● ASSIGNMENT
Every entry, from the first line to the last, should be output exactly.

● SUPPLIED RECORDS

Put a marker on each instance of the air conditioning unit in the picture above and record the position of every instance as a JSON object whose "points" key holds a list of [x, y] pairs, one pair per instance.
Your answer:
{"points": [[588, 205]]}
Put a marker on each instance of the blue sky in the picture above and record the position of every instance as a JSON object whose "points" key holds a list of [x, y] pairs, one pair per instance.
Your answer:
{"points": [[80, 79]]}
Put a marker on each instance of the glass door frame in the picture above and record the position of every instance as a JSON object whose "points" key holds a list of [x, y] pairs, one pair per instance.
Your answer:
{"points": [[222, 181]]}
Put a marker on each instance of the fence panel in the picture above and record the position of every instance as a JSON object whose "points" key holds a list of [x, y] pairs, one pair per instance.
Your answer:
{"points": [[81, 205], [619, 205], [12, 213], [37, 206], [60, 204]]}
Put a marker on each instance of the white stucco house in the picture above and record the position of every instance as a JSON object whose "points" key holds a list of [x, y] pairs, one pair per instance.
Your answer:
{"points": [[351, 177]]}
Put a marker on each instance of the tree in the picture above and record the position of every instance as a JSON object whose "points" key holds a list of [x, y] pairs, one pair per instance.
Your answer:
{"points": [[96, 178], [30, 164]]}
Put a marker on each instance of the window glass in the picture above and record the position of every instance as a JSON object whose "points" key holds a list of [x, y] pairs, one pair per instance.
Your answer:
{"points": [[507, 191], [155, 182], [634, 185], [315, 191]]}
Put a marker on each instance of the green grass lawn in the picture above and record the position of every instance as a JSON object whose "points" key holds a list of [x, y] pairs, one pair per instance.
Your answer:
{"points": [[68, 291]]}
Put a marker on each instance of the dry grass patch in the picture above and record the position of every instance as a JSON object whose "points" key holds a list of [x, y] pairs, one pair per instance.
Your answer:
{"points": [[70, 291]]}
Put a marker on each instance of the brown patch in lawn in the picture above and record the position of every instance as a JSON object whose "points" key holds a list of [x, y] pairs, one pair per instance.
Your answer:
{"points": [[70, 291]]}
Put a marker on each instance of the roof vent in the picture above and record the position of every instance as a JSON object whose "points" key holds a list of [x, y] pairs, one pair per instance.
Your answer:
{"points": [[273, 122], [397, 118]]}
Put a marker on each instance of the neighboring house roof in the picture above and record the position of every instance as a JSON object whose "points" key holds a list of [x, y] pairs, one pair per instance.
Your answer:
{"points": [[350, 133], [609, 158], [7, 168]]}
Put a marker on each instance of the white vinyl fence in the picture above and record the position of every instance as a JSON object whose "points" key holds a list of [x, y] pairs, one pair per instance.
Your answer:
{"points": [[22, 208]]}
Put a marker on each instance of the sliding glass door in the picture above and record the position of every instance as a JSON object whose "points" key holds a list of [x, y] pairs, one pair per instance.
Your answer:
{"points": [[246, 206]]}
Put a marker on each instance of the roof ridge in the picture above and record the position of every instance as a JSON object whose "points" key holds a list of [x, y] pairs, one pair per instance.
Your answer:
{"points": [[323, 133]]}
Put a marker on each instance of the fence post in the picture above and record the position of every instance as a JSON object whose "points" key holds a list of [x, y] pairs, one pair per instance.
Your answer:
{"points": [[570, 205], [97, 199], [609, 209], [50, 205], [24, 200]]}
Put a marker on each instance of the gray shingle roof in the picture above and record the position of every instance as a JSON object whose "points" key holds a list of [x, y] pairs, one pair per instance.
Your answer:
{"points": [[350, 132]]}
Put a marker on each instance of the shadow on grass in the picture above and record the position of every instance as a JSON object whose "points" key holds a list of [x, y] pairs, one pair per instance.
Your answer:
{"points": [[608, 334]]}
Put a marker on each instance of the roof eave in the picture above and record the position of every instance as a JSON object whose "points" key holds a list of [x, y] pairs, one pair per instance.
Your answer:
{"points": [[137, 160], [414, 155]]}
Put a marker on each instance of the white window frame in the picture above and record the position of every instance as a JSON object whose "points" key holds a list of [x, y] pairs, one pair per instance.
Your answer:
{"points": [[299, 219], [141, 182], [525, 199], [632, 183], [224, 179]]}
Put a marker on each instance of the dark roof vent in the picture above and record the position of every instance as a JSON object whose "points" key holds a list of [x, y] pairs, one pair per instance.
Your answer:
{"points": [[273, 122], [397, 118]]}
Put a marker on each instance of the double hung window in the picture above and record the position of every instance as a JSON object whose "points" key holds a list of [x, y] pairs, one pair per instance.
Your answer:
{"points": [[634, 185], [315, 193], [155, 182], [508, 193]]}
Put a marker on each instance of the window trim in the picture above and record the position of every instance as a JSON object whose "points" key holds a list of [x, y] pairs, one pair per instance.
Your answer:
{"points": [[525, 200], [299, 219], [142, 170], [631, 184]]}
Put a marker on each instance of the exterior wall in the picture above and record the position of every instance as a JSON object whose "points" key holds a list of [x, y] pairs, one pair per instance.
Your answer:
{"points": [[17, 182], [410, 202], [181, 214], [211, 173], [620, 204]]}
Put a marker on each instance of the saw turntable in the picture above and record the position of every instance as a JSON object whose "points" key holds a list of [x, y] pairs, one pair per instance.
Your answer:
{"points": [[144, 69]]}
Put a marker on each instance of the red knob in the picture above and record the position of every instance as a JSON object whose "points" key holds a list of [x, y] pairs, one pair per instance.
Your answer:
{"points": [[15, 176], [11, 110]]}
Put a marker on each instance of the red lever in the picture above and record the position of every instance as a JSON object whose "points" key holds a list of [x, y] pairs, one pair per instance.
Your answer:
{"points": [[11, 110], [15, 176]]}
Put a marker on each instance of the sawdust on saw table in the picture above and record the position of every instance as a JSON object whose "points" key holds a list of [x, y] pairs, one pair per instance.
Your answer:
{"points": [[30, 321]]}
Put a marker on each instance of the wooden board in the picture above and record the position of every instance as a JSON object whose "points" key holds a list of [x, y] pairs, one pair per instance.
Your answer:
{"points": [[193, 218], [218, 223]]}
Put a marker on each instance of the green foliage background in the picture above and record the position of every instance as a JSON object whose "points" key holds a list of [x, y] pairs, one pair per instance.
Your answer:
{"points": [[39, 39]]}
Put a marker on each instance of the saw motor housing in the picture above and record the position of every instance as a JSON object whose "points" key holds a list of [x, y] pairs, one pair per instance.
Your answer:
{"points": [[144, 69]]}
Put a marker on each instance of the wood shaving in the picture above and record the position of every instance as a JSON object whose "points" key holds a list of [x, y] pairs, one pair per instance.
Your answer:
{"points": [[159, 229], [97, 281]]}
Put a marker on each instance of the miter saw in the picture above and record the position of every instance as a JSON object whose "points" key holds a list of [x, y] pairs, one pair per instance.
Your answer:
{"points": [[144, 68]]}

● COMPLETED TASK
Put a marker on each instance of the air conditioning unit in the picture above and record the position of every instance as a JSON object whose "points" key holds a list of [x, y] pairs, one pair per instance.
Your answer:
{"points": [[588, 205]]}
Put a marker on each instance of the blue sky in the picture above and record the position of every instance as a JSON object whose "points" key holds a list of [x, y] pairs, one pair per instance.
Your answer:
{"points": [[80, 79]]}
Put a marker on each instance of the glass door frame in the picture above and record the position of every instance as a JSON object whose "points" key holds a list of [x, y] pairs, one pair per instance.
Your answer:
{"points": [[222, 181]]}
Put a marker on each instance of the fence panel in the picture above and record the position of every instance as a JSON object whose "points" key holds a list of [x, y] pairs, one pair per instance.
Your answer:
{"points": [[81, 205], [619, 205], [12, 213], [37, 206], [60, 204]]}
Put a marker on each instance of the white stucco house in the picture above and record the position of every instance as a JSON object whose "points" key holds a list of [x, y] pairs, one pair per instance.
Your answer:
{"points": [[351, 177]]}
Put a marker on each instance of the tree in the picture above and record the position of every instance as a JSON object whose "points" key holds a list of [x, y] pairs, one pair per instance.
Your answer:
{"points": [[96, 178], [30, 164]]}
Put a marker on each instance of the window glass in the picture above and record the position of every instance as a JSON object whose "points" key holds a list of [x, y] pairs, one pair per instance.
Your answer:
{"points": [[507, 191], [155, 182], [634, 185], [315, 191]]}
Put a marker on each instance of the green grass lawn in the picture above and record the position of every instance as a JSON object whose "points" key holds a list of [x, y] pairs, one pair per instance.
Your answer:
{"points": [[68, 291]]}
Put a marker on each instance of the dry grass patch in the picture above and record the position of every instance as a JSON object whose "points" key holds a list of [x, y] pairs, one pair per instance.
Your answer:
{"points": [[70, 291]]}
Put a marker on each instance of the brown patch in lawn in the picture above and record the position of every instance as a JSON object whose "points" key holds a list of [x, y] pairs, one pair per instance.
Your answer:
{"points": [[70, 291]]}
Put a marker on each instance of the roof vent in the picture above and record the position of every instance as a JSON object whose "points" key holds a list of [x, y] pairs, one pair per instance.
Your answer:
{"points": [[273, 122], [397, 118]]}
Put a marker on each instance of the neighboring house roof in the picture above and record the position of every instance as a JSON object whose "points" key holds a list of [x, y] pairs, one pair per instance.
Your answer:
{"points": [[350, 133], [609, 158], [7, 168]]}
Put a marker on each instance of the white vinyl fence in the picture above and record the position of every instance as a JSON object whose "points" key holds a list of [x, y] pairs, one pair per instance.
Your answer:
{"points": [[22, 208]]}
Put a marker on each instance of the sliding glass door in the picture above and record the position of every instance as a JSON object whose "points" key holds a list of [x, y] pairs, one pair per instance.
Your answer:
{"points": [[246, 206]]}
Put a marker on each instance of the roof ridge in the picture above and record the position of every instance as a JSON object whose "points" key holds a list of [x, y] pairs, one pair per instance.
Your answer:
{"points": [[323, 133]]}
Put a marker on each instance of the fence post in the picture above and record the position of every instance as a JSON object whose "points" key holds a list of [x, y] pairs, one pair per instance.
Your answer:
{"points": [[570, 205], [97, 199], [609, 209], [50, 205], [24, 200]]}
Put a marker on each instance of the gray shingle roof in the picture above and record the position of every instance as a JSON object whose "points" key holds a list of [x, y] pairs, one pair per instance.
Your answer:
{"points": [[350, 132]]}
Put a marker on each instance of the shadow on grass in the picture above and record the position of every instance as a JSON object whose "points" key holds a list of [x, y] pairs, one pair per instance.
Your answer:
{"points": [[608, 334]]}
Put a marker on each instance of the roof eave in the picture above and record the position of every instance as a JSON object whose "points" key holds a list of [x, y] pairs, one pair per instance.
Your answer:
{"points": [[137, 160], [414, 155]]}
Put a marker on each instance of the white window frame in the picture above and record the position of every instance as a JSON object whose "points" key holds a list of [x, y] pairs, one pair per instance.
Your answer:
{"points": [[299, 219], [141, 182], [525, 199], [632, 183], [224, 179]]}
Put a marker on each instance of the dark roof vent in the picture above and record the position of every instance as a JSON object whose "points" key holds a list of [x, y] pairs, one pair per instance.
Your answer:
{"points": [[273, 122], [397, 118]]}
Put a marker on each instance of the double hung window in the picture above and record the position of every instance as a JSON object whose "points" key holds a list of [x, y] pairs, one pair per instance.
Your answer:
{"points": [[634, 185], [315, 193], [155, 182], [508, 193]]}
Put a marker on each instance of the window trim in the picture above and record the position of every instance as a JSON object whose "points" key holds a list of [x, y] pairs, one pair per instance.
Your answer:
{"points": [[525, 200], [299, 219], [142, 170], [631, 184]]}
Put a marker on each instance of the exterior wall in the picture above and record the position of every instance as a JSON object whose "points" key holds a list of [x, y] pairs, one pair per instance.
Your answer:
{"points": [[17, 182], [410, 202], [181, 214], [211, 173], [620, 204]]}
Put a marker on each instance of the saw turntable in the picture above and record the position of every instance as a JSON object whose "points" key holds a list of [x, y] pairs, one pair per instance.
Your answer:
{"points": [[144, 69]]}
Put a marker on each instance of the red knob in the picture above and record the position of every instance as a JSON object whose "points" key holds a list of [x, y] pairs, one pair per instance.
Your answer:
{"points": [[15, 176], [11, 110]]}
Put a marker on each instance of the red lever in the picture above and record the position of every instance as a JSON object whose "points" key holds a list of [x, y] pairs, one pair per instance.
Your answer:
{"points": [[11, 110], [15, 176]]}
Put a marker on each instance of the sawdust on saw table in the picture above and record the position of every instance as a JSON object whose "points" key holds a list of [x, y] pairs, one pair per instance.
Your answer:
{"points": [[30, 321]]}
Put a marker on each instance of the wooden board in the picture above and record the position of every instance as a JSON object whose "points" key holds a list of [x, y] pairs, one pair per instance.
Your answer:
{"points": [[193, 218], [218, 223]]}
Put a marker on each instance of the green foliage background in the picture above and record the position of every instance as a JSON object whose "points" key holds a list of [x, y] pairs, one pair per instance.
Your answer:
{"points": [[39, 39]]}
Put a marker on each instance of the saw motor housing in the picture above and record the position of every instance as a JSON object whose "points" key holds a list of [x, y] pairs, one pair per instance.
Your answer:
{"points": [[144, 69]]}
Put a marker on each instance of the wood shaving in the picture above and record the position of every instance as a JSON object whose "points" key holds a list of [x, y] pairs, one pair per instance.
Your answer:
{"points": [[159, 229], [97, 281]]}
Put a marker on each instance of the miter saw in the picture above and record the position of every instance as a JSON object whose "points" key holds a list of [x, y] pairs, one pair per instance.
Your answer:
{"points": [[144, 68]]}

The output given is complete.